### Dataset extract:
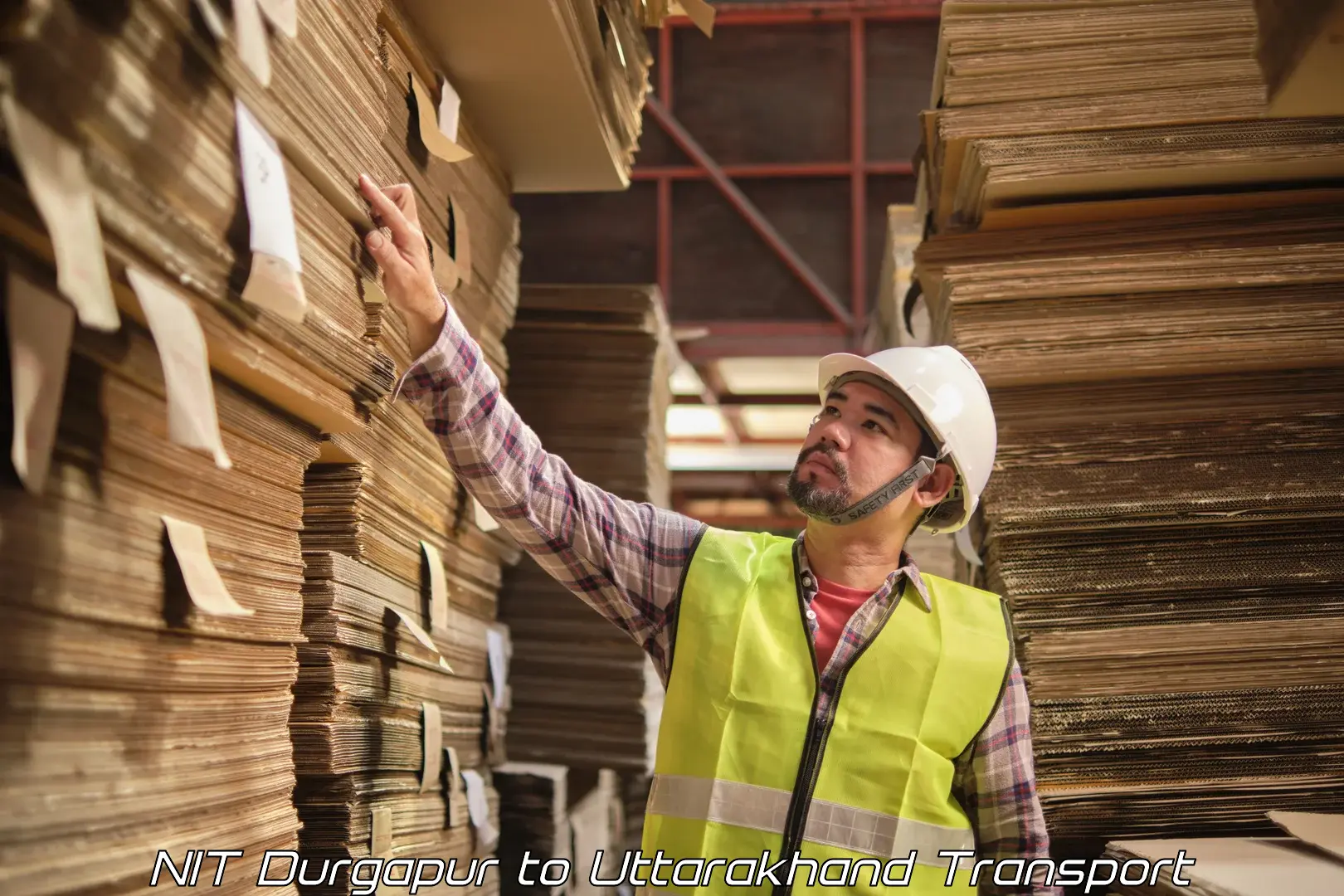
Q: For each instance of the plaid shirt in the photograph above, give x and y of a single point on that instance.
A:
(626, 561)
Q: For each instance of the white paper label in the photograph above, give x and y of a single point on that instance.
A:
(479, 809)
(253, 47)
(449, 109)
(62, 192)
(284, 15)
(275, 281)
(431, 744)
(192, 419)
(485, 522)
(379, 832)
(437, 587)
(203, 583)
(496, 649)
(41, 331)
(420, 635)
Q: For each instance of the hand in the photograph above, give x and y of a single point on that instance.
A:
(407, 273)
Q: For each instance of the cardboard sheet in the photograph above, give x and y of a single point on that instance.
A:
(431, 132)
(437, 586)
(54, 171)
(481, 518)
(212, 17)
(275, 280)
(381, 832)
(283, 14)
(460, 240)
(205, 586)
(580, 699)
(485, 832)
(431, 723)
(1233, 867)
(192, 419)
(253, 42)
(1320, 830)
(699, 12)
(41, 328)
(449, 109)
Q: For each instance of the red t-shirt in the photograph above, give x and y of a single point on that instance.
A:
(834, 605)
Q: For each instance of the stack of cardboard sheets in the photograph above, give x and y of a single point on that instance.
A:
(177, 649)
(558, 813)
(1146, 275)
(592, 377)
(533, 824)
(1098, 100)
(153, 605)
(401, 689)
(1305, 857)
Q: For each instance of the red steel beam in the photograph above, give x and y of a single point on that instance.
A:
(774, 169)
(858, 184)
(665, 223)
(750, 212)
(761, 328)
(760, 14)
(763, 345)
(738, 399)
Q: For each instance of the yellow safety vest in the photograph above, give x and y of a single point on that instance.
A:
(749, 774)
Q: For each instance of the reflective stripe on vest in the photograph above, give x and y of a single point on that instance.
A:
(749, 765)
(866, 832)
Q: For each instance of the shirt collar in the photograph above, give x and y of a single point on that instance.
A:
(908, 570)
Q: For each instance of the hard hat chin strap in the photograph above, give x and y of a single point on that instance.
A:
(884, 496)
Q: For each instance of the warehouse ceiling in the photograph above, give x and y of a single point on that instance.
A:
(769, 160)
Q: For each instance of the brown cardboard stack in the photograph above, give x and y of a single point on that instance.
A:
(402, 692)
(533, 825)
(1307, 861)
(152, 607)
(1144, 273)
(559, 813)
(175, 649)
(592, 377)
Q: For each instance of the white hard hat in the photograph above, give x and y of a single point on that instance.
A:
(951, 402)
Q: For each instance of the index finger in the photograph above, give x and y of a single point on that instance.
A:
(390, 214)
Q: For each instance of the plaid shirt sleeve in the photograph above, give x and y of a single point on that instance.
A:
(996, 785)
(622, 558)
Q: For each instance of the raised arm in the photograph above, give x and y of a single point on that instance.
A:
(622, 558)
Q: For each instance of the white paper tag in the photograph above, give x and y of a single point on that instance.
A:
(496, 648)
(420, 635)
(41, 331)
(485, 522)
(284, 15)
(449, 108)
(203, 583)
(962, 538)
(379, 832)
(431, 744)
(253, 47)
(192, 419)
(437, 587)
(275, 280)
(479, 809)
(426, 125)
(54, 171)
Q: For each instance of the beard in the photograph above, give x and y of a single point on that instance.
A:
(812, 499)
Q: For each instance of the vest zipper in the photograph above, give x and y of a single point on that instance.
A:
(815, 743)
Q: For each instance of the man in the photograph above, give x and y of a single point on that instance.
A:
(824, 700)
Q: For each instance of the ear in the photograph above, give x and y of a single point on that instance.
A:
(934, 488)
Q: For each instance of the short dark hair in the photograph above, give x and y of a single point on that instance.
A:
(926, 446)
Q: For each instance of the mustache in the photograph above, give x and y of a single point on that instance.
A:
(830, 455)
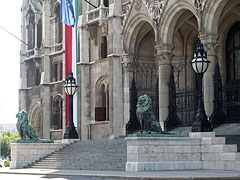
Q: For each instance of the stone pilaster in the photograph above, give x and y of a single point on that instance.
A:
(115, 50)
(164, 57)
(45, 87)
(127, 79)
(84, 81)
(210, 47)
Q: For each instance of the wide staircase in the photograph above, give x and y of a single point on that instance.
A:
(230, 131)
(88, 155)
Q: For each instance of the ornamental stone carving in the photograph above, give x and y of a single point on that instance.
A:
(138, 5)
(155, 8)
(199, 5)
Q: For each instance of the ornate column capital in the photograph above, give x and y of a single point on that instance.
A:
(164, 54)
(155, 8)
(210, 44)
(164, 58)
(211, 49)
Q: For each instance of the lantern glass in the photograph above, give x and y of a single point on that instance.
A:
(200, 61)
(70, 86)
(200, 65)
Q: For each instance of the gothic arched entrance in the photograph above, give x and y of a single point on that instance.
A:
(145, 66)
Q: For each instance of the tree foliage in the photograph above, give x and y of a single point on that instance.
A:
(5, 139)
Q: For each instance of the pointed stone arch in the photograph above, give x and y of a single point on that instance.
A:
(35, 118)
(131, 30)
(211, 22)
(167, 26)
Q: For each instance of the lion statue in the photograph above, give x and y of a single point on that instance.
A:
(24, 128)
(145, 115)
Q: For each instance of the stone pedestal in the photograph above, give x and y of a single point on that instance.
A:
(198, 152)
(23, 154)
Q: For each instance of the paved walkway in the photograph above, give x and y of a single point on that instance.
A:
(159, 175)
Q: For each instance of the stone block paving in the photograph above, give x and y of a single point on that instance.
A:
(156, 175)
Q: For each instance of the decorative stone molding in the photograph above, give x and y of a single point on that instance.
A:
(93, 32)
(138, 5)
(164, 58)
(155, 8)
(104, 26)
(211, 49)
(199, 5)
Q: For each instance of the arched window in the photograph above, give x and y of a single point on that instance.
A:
(103, 47)
(233, 53)
(106, 3)
(57, 113)
(31, 30)
(39, 33)
(37, 77)
(59, 29)
(102, 104)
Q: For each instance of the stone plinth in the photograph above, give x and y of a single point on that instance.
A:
(23, 154)
(199, 151)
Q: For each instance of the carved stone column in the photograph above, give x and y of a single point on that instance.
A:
(45, 88)
(164, 58)
(128, 76)
(210, 47)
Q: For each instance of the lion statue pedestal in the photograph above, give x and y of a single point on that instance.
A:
(146, 117)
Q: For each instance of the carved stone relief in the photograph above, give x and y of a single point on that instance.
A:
(138, 5)
(155, 8)
(93, 31)
(199, 5)
(104, 26)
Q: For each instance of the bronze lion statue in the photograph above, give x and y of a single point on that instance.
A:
(146, 116)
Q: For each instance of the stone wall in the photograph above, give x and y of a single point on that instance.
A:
(199, 151)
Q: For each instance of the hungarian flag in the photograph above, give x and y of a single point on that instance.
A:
(69, 16)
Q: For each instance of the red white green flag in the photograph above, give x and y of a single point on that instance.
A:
(69, 16)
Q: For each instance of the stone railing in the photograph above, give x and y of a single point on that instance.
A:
(95, 15)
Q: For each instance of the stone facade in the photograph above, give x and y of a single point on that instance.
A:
(119, 40)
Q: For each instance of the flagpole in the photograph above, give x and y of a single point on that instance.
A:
(90, 3)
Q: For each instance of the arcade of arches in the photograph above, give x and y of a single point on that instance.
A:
(125, 40)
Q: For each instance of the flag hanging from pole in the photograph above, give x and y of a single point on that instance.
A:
(69, 16)
(67, 13)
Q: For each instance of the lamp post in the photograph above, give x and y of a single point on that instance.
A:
(70, 88)
(200, 65)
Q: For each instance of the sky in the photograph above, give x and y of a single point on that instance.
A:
(10, 19)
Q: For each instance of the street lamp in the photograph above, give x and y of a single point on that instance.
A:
(70, 88)
(200, 64)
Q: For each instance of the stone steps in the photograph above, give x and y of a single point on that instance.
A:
(230, 131)
(88, 155)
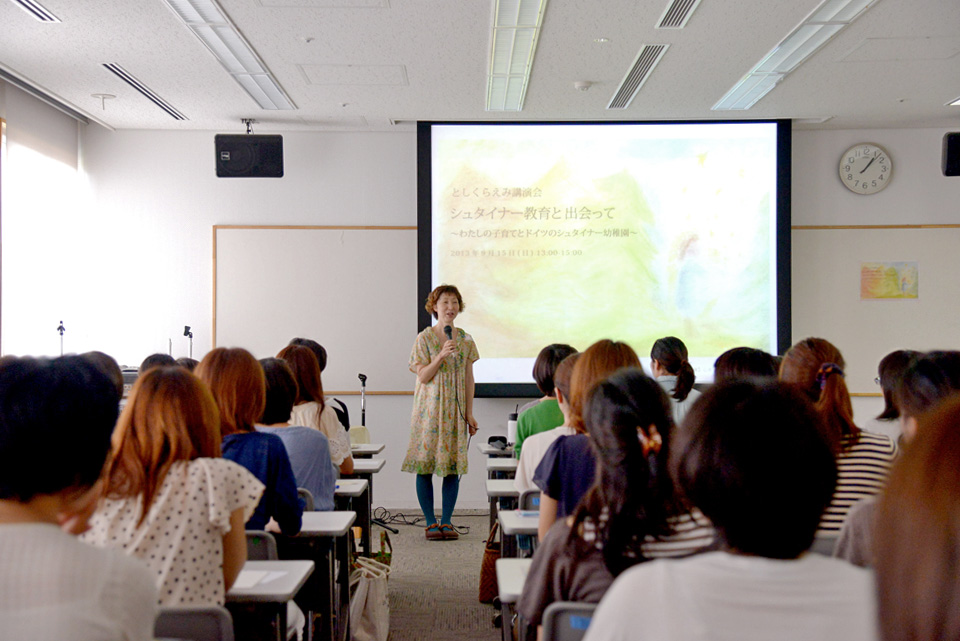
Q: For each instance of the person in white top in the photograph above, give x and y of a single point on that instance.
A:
(311, 410)
(764, 490)
(55, 422)
(675, 374)
(535, 446)
(169, 499)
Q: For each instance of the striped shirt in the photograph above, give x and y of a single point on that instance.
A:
(862, 470)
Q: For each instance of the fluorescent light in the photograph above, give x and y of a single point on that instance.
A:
(516, 30)
(823, 24)
(209, 23)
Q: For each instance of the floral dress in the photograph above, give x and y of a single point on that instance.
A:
(438, 432)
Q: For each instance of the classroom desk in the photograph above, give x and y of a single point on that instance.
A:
(365, 468)
(512, 524)
(491, 452)
(350, 494)
(503, 496)
(281, 583)
(324, 540)
(502, 468)
(511, 575)
(366, 450)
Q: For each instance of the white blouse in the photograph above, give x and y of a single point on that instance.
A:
(305, 414)
(181, 539)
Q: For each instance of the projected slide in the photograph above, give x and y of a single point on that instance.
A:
(573, 233)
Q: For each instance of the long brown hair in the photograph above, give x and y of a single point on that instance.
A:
(596, 363)
(236, 381)
(917, 538)
(306, 370)
(170, 416)
(816, 367)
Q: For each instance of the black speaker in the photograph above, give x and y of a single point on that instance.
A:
(249, 156)
(951, 154)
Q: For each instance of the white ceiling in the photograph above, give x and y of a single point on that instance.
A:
(363, 64)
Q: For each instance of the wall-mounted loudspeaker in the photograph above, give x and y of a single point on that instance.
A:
(951, 154)
(249, 156)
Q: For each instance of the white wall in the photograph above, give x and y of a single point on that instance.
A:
(136, 262)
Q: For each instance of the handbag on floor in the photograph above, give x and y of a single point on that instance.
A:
(488, 567)
(370, 605)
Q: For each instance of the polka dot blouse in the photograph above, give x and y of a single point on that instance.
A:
(181, 539)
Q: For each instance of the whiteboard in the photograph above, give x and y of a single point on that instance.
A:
(351, 289)
(826, 293)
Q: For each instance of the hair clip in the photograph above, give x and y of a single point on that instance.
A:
(651, 443)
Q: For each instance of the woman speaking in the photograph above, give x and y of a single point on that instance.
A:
(442, 420)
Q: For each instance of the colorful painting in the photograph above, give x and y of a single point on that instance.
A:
(888, 280)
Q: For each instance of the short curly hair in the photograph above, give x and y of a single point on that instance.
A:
(435, 295)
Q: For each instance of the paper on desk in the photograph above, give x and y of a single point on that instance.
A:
(250, 578)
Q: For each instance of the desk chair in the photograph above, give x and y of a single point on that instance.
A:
(261, 546)
(567, 620)
(307, 497)
(194, 623)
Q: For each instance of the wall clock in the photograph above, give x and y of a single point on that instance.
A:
(865, 168)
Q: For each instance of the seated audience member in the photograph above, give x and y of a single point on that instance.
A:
(675, 374)
(546, 414)
(237, 383)
(566, 471)
(743, 362)
(928, 381)
(169, 499)
(108, 366)
(918, 533)
(631, 514)
(308, 449)
(537, 445)
(311, 410)
(761, 585)
(56, 417)
(155, 360)
(187, 363)
(815, 366)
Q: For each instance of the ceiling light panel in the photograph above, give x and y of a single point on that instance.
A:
(828, 19)
(211, 25)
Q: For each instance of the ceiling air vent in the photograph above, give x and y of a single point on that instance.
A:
(677, 13)
(124, 75)
(36, 10)
(643, 65)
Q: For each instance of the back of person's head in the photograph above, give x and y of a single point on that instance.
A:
(756, 461)
(561, 378)
(631, 428)
(56, 417)
(281, 391)
(815, 366)
(314, 347)
(109, 366)
(916, 541)
(890, 373)
(170, 416)
(236, 381)
(744, 362)
(671, 354)
(306, 371)
(595, 364)
(155, 360)
(930, 379)
(189, 364)
(545, 367)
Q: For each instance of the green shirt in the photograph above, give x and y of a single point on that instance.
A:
(543, 416)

### Task goal:
Tally how many lines in the material above hold the word "green". Write only that number.

### Response:
2